▸ **Assignment**:
Among the records below, find the lines that contain "locate" and copy each of them.

▸ **Listed records**:
Segment Open
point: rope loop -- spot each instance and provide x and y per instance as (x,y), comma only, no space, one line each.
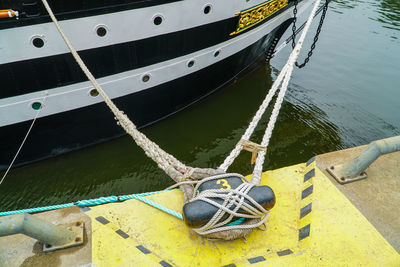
(236,204)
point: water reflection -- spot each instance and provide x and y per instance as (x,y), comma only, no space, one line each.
(389,13)
(201,136)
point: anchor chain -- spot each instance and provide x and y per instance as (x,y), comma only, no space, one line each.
(321,22)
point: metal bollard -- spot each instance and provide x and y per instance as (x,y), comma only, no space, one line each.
(34,227)
(355,169)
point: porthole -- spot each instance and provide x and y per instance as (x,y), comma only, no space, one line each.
(157,20)
(207,9)
(101,31)
(36,105)
(38,42)
(94,92)
(146,78)
(191,63)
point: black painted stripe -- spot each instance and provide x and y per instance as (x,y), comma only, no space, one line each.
(256,259)
(56,134)
(305,210)
(284,252)
(102,220)
(61,70)
(306,192)
(85,209)
(165,264)
(310,161)
(122,233)
(304,232)
(143,249)
(35,13)
(309,175)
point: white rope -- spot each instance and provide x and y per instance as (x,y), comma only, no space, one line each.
(283,78)
(24,140)
(234,206)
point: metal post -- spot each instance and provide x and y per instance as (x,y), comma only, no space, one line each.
(34,227)
(355,169)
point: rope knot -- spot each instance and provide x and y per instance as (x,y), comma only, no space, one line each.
(225,203)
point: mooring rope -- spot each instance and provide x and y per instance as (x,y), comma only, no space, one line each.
(233,201)
(283,81)
(25,137)
(100,201)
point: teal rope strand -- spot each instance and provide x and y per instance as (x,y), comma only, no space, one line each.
(100,201)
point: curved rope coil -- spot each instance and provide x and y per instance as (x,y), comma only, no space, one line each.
(236,204)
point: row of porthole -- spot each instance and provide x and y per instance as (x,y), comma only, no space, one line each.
(101,30)
(145,78)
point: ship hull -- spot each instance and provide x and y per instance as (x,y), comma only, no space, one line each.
(67,123)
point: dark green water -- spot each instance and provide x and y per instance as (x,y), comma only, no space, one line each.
(348,95)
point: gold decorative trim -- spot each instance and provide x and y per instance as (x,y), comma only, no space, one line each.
(257,14)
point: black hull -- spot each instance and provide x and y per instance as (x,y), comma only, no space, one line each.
(72,130)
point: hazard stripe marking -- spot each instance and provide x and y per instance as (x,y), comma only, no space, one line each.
(304,232)
(102,220)
(305,210)
(122,233)
(306,192)
(256,259)
(165,264)
(84,209)
(309,175)
(143,249)
(284,252)
(310,161)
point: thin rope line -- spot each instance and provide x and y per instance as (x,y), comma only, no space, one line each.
(23,141)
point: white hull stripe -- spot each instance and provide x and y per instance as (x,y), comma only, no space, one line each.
(19,108)
(125,26)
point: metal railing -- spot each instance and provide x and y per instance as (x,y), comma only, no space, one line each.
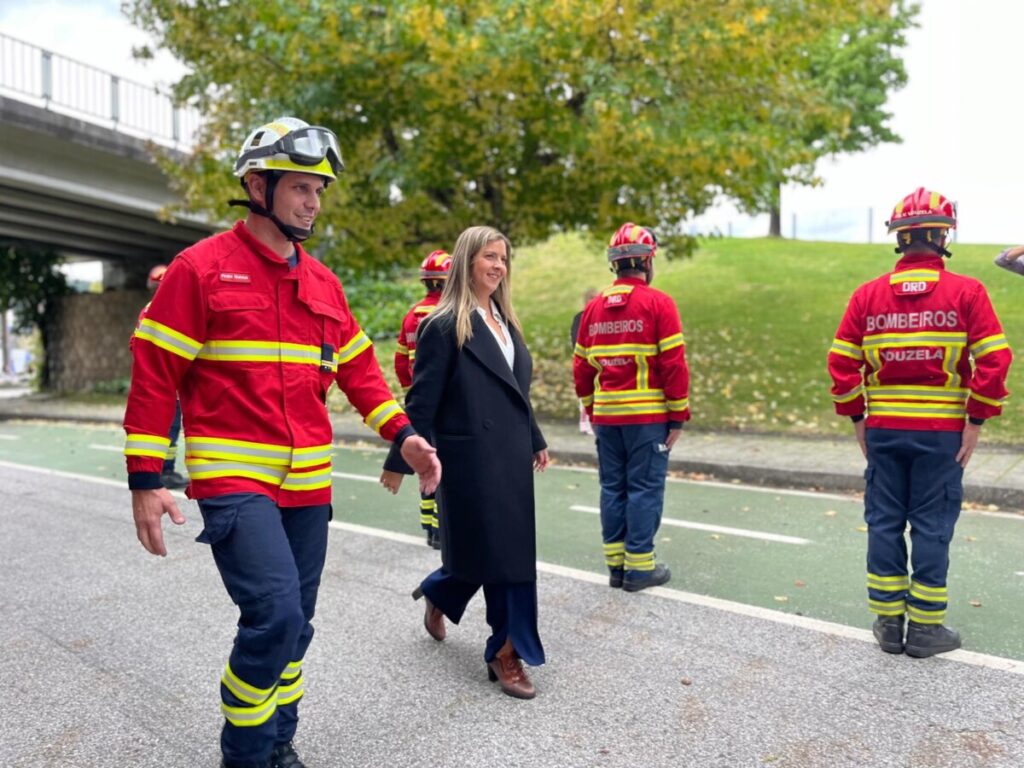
(72,87)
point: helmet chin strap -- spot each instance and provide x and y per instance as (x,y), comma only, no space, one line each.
(292,233)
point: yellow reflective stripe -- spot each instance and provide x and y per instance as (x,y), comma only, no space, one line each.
(986,400)
(847,349)
(916,410)
(925,275)
(850,395)
(310,457)
(639,560)
(318,478)
(146,444)
(888,584)
(671,342)
(167,338)
(250,716)
(640,409)
(244,690)
(887,608)
(988,344)
(915,391)
(356,345)
(202,469)
(929,594)
(611,350)
(382,414)
(198,446)
(617,395)
(916,339)
(926,616)
(291,692)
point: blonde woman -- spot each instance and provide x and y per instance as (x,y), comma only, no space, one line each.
(470,393)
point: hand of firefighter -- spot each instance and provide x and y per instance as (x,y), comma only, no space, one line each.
(541,460)
(422,457)
(148,507)
(969,441)
(391,480)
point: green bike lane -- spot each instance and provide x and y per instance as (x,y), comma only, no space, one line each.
(791,552)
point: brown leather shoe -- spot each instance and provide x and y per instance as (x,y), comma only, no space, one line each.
(508,672)
(433,617)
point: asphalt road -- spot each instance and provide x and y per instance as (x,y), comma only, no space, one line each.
(112,658)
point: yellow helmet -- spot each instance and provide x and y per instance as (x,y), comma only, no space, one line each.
(291,144)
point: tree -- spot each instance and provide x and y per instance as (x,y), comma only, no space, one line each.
(855,69)
(535,116)
(29,285)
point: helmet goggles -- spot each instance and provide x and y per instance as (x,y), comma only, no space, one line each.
(305,146)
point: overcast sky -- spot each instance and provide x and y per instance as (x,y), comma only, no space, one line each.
(961,116)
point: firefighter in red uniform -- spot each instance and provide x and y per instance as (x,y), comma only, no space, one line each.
(169,477)
(252,332)
(433,273)
(631,375)
(919,351)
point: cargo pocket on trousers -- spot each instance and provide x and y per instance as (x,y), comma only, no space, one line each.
(868,495)
(217,524)
(950,511)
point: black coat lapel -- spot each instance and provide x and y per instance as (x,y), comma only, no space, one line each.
(484,347)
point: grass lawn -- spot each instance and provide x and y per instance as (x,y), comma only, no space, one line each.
(759,316)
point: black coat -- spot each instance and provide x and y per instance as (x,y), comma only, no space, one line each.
(476,412)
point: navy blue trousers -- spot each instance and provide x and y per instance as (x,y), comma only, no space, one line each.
(270,559)
(911,478)
(632,465)
(511,611)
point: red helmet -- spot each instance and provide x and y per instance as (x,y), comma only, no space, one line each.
(156,274)
(923,209)
(632,242)
(435,266)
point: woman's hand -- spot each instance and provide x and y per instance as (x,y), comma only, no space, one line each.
(541,460)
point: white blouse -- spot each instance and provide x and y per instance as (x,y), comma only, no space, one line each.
(508,349)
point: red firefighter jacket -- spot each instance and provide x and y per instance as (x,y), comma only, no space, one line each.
(252,347)
(904,350)
(404,353)
(630,361)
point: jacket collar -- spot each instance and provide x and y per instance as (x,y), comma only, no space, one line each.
(920,261)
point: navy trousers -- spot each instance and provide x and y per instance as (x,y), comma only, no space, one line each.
(511,611)
(633,463)
(911,477)
(270,559)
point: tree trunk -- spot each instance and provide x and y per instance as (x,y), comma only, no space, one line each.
(775,213)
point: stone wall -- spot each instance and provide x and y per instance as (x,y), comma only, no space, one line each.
(87,338)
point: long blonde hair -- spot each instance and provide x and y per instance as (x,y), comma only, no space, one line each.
(458,300)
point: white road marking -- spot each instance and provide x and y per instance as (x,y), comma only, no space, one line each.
(837,630)
(733,485)
(777,538)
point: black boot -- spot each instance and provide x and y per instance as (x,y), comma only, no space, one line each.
(634,581)
(889,632)
(925,640)
(284,756)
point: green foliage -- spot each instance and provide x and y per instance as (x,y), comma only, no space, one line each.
(29,284)
(535,117)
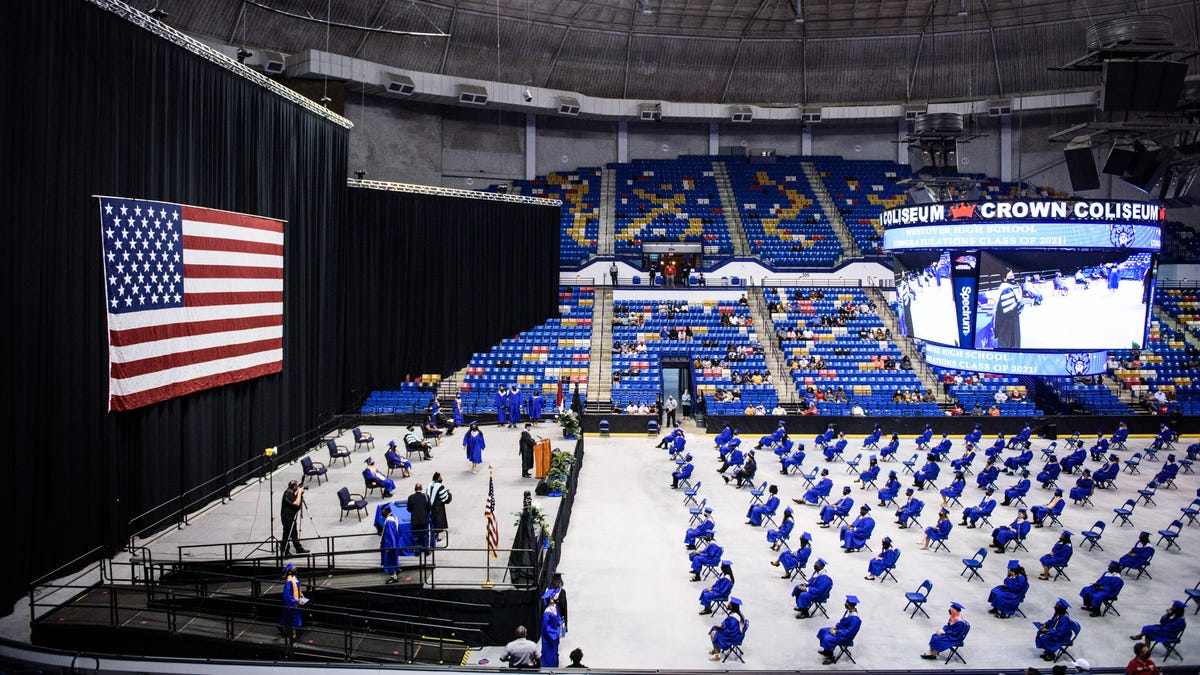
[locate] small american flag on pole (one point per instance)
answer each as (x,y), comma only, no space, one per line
(493,531)
(195,298)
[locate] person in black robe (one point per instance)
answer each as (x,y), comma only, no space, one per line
(419,512)
(526,451)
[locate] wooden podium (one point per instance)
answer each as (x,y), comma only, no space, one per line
(541,458)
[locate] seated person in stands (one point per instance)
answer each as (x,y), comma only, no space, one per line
(430,429)
(375,478)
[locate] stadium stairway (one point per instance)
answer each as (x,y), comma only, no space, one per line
(907,347)
(785,387)
(732,210)
(600,365)
(832,214)
(607,208)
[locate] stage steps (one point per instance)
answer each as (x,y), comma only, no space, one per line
(600,364)
(605,243)
(732,213)
(775,362)
(919,368)
(849,246)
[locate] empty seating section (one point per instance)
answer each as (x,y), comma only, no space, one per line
(1168,364)
(982,388)
(717,338)
(408,398)
(843,353)
(580,192)
(669,201)
(861,190)
(783,221)
(537,359)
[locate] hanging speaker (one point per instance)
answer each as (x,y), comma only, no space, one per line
(1081,165)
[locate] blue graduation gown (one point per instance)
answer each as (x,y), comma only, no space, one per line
(889,491)
(718,591)
(856,536)
(820,490)
(1056,633)
(1165,629)
(699,532)
(841,507)
(987,476)
(727,634)
(1007,597)
(820,586)
(757,512)
(292,617)
(474,444)
(1105,589)
(711,555)
(389,544)
(1138,556)
(1059,555)
(952,634)
(784,531)
(799,557)
(975,513)
(843,633)
(886,559)
(551,632)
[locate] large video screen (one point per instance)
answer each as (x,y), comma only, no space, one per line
(1066,299)
(924,297)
Segment Closed
▸ **Answer to this problem**:
[locate] small american flag on pole (one point per instance)
[locate] person in black robe (one point per instance)
[locate] wooden podium (one point per instance)
[locate] seated person in stands (one point per instance)
[locate] stadium stairway (one point per instance)
[locate] stage steps (one point per instance)
[locate] empty seating section (one point per instance)
[locate] hanging speaker (one point per instance)
[locate] blue graduation gown (one point per instance)
[locate] large video screen (one point per instance)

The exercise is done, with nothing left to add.